WHAT IS BEING ASKED
Rewrite all of the material below, changing "biggest" to "largest" everywhere it occurs and keeping every other word the same.

-- BEGIN MATERIAL FOR THIS TASK --

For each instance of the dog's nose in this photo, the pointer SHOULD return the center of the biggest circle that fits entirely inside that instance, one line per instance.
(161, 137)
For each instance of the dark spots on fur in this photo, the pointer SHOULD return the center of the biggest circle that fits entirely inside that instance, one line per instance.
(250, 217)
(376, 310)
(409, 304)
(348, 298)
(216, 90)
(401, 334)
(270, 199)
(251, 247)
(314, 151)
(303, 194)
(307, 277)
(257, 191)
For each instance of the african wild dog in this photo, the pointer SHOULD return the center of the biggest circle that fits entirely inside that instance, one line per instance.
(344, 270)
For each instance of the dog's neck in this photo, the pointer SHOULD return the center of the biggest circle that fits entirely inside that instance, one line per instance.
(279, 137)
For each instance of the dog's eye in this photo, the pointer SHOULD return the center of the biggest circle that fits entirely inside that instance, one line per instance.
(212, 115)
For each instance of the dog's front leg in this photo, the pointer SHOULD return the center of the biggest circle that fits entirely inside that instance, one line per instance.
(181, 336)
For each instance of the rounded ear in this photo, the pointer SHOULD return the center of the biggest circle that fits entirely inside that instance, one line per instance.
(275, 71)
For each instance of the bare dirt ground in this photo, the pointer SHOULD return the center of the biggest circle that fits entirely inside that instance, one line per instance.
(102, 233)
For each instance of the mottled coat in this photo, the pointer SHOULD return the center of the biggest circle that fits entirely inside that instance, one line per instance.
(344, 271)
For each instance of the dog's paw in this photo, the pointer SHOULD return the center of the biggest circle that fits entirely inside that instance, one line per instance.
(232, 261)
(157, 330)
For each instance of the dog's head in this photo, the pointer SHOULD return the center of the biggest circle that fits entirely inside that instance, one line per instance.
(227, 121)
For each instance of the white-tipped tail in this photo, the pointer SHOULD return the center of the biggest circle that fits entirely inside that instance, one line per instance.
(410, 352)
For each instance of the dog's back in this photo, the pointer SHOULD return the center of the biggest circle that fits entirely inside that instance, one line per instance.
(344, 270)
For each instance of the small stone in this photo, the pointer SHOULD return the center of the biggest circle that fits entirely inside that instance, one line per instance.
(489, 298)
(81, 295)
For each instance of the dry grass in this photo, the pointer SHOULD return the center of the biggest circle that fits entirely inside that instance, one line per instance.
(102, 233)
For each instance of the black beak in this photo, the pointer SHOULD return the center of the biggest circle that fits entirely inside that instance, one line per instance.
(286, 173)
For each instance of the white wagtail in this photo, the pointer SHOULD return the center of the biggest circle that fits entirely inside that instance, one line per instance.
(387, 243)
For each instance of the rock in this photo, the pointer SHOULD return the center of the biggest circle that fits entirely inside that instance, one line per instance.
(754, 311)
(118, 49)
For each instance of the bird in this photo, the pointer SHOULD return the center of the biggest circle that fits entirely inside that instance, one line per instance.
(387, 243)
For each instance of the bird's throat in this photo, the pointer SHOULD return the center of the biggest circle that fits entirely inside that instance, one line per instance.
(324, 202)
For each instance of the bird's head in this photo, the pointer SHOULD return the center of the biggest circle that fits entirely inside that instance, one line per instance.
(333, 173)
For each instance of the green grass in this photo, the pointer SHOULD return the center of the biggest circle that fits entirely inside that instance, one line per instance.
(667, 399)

-- END MATERIAL FOR THIS TASK --

SOLUTION FOR THIS TASK
For each instance of the dog's nose in this photo, the pointer SHOULD return the center of the largest circle that fits entirely inside that instance, one line per instance.
(161, 137)
For each instance of the dark spots on fur in this photo, the pointer SHOULD return the center of the largest circle that fits entirely inside that instance, one line per instance.
(250, 217)
(376, 310)
(409, 304)
(348, 298)
(216, 90)
(401, 334)
(270, 199)
(251, 247)
(314, 151)
(303, 194)
(307, 277)
(257, 191)
For each instance of the african wild dog in this photo, the pointer SHOULD return the center of the largest circle that fits entirely inside that instance, one line per instance.
(344, 270)
For each instance of the dog's neck in this photo, the pointer SHOULD return the center of the largest circle that fits entirely inside that instance, one line per instance.
(279, 137)
For each instance of the dog's eye in this photo, the pointer SHOULD return the center of the largest circle that fits entirely inside that instance, one line per instance.
(212, 115)
For each instance of the dog's front leg in this photo, the pointer SHOULD return the center of the largest circle that fits entirely inside that instance, one line per instance.
(181, 336)
For each instance of the rounded ear in this photo, the pointer SHOULD return the center of the largest circle that fits entirely inside that instance, one line per instance.
(275, 71)
For each instance of the bare dirt ground in this photo, the pointer SHOULD return the center of the largest circle that fits entirely inside that instance, one line per instance.
(102, 233)
For each instance of the mottled coat in this photo, the pointer SHOULD return the center of the largest circle that fits entirely inside that instance, one line per instance.
(344, 271)
For each instance of the dog's paw in this photo, the pointer SHOULD return the center of the largest circle that fits entirely inside that instance, one line per instance.
(232, 261)
(157, 330)
For each instance of the dog's head in this photo, the pointer SHOULD return the center of the largest circle that fits entirely inside that instance, one line per instance.
(227, 121)
For each instance of the white-tipped tail in this photo, the pointer SHOULD return the center of the largest circle that fits entirely inside that instance, one line per instance.
(410, 352)
For each instance of the dog's back in this photo, the pointer SHOULD return the center of the largest circle that fits entirely inside that instance, one line per instance.
(344, 270)
For each instance of the small stone in this photo, the pointer SHOULD return the center of the largest circle that fits entirely inside that instance, one line per instance.
(489, 298)
(81, 295)
For each instance of the dry grass in this photo, the pointer SHOULD return the center of the largest circle that fits entirely inside that instance, one line per instance.
(102, 233)
For each instance of the black beak in this photo, the pointer SHOULD return the center of the largest circle that fits entirely inside that instance, one line per instance.
(286, 173)
For each instance of the white wagtail in this photo, the pointer SHOULD return the center of the largest circle that fits entirely inside that instance, one line per instance.
(387, 243)
For each instance of the rock in this photo, the pointer SHOULD return the center of the largest circle that fits entirely inside that instance, one line per instance.
(754, 311)
(118, 49)
For each instance of the bird in this photo, the pointer SHOULD return the center of the largest circle that fits entirely inside that instance, one line per instance.
(387, 243)
For each instance of the bird's throat in this photo, the pointer SHOULD return the center of the largest circle that fits entirely inside that instance, one line per instance.
(324, 202)
For each instance of the bird's head in this photo, the pointer SHOULD return the center of the largest circle that fits entirely inside that instance, one line per instance.
(333, 173)
For each instance of the green grass in this photo, the pointer SHOULD return the center of the largest circle that fits entirely inside that instance, one line per instance.
(667, 399)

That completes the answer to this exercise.